### Requirement:
Reproduce each of the items below, replacing "bounding box" with "rectangle" wherever it occurs and leaving all other wording unchanged.

— BEGIN Dataset records —

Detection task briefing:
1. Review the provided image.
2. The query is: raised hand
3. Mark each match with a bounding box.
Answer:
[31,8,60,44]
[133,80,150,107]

— END Dataset records —

### Right answer:
Detection task briefing:
1. Review the provided image.
2. The query is: raised hand
3. Mark each match with a rectangle.
Answer:
[31,8,60,44]
[133,80,150,107]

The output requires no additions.